◆ Dataset entries ◆
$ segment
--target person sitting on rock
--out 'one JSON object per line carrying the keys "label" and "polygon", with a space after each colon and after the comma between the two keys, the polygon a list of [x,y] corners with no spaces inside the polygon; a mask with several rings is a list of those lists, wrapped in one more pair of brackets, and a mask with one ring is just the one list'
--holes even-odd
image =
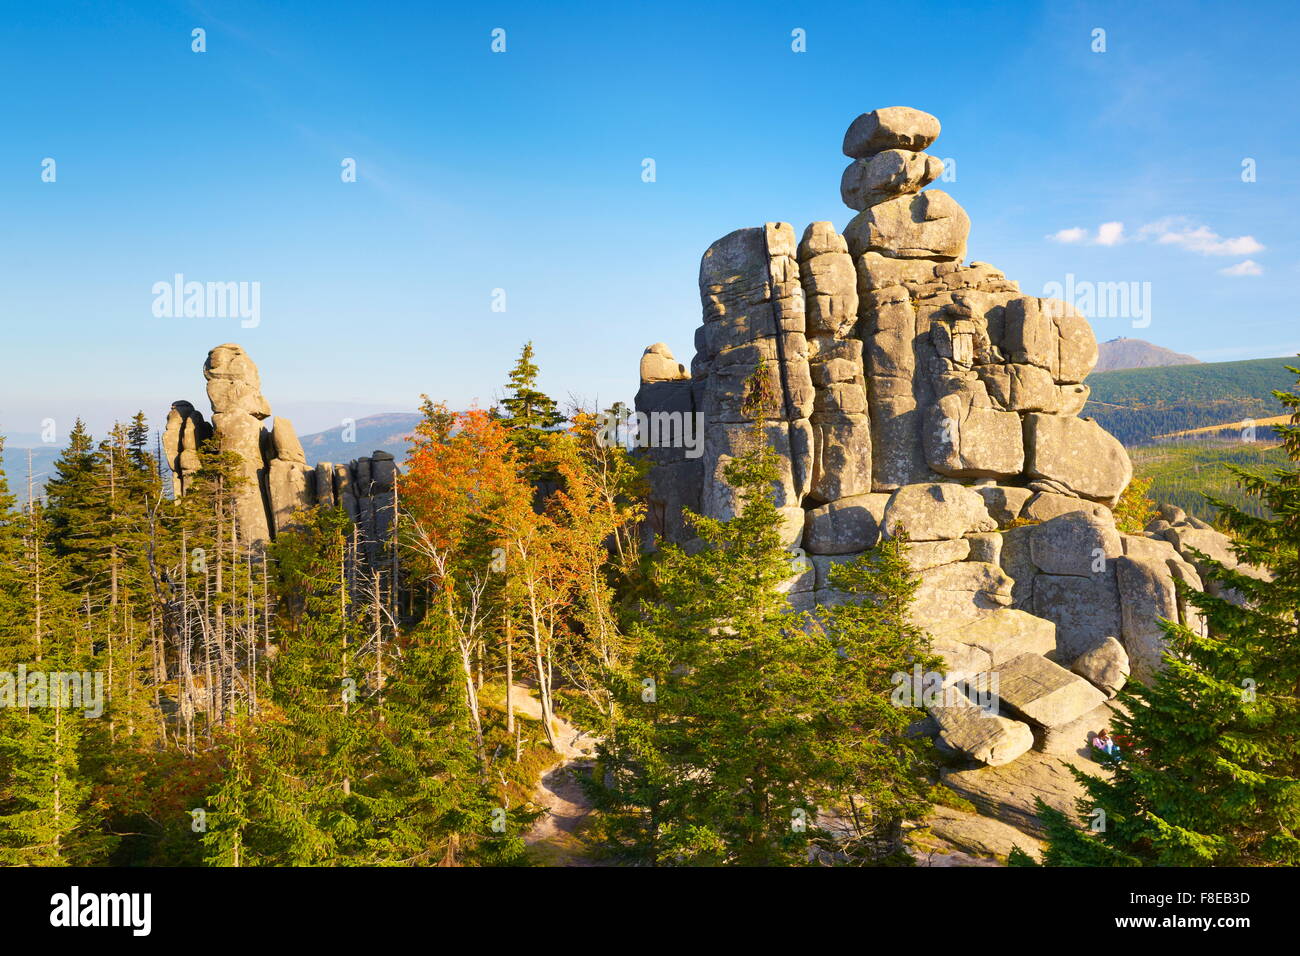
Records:
{"label": "person sitting on rock", "polygon": [[1103,727],[1101,730],[1097,731],[1097,736],[1092,738],[1092,746],[1093,749],[1100,750],[1107,757],[1114,757],[1116,760],[1119,759],[1119,744],[1117,744],[1115,738],[1110,735],[1110,729],[1107,727]]}
{"label": "person sitting on rock", "polygon": [[1134,746],[1132,739],[1123,734],[1111,734],[1110,739],[1115,742],[1116,753],[1126,751],[1138,757],[1145,757],[1151,752],[1146,747]]}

◆ EXERCISE OBJECTIVE ◆
Restate the preceding entries in full, word for word, with the pictures removed.

◆ OUTPUT ◆
$ segment
--target person sitting on rock
--out 'one JSON object per line carrying the keys "label" and "polygon", with a space after each colon and after the comma between the two keys, the polygon a list of [x,y] corners with no spaces inside the polygon; a mask with several rings is a list of those lists, wrapped in one more pair of brackets, and a mask with one ring is just the one list'
--holes even-odd
image =
Records:
{"label": "person sitting on rock", "polygon": [[1103,727],[1101,730],[1097,731],[1097,736],[1092,738],[1092,746],[1093,749],[1100,750],[1107,757],[1114,757],[1116,760],[1119,759],[1119,744],[1117,744],[1115,738],[1110,735],[1110,729],[1107,727]]}
{"label": "person sitting on rock", "polygon": [[1134,746],[1132,739],[1123,734],[1111,734],[1110,739],[1115,742],[1116,753],[1126,751],[1138,757],[1145,757],[1151,752],[1146,747]]}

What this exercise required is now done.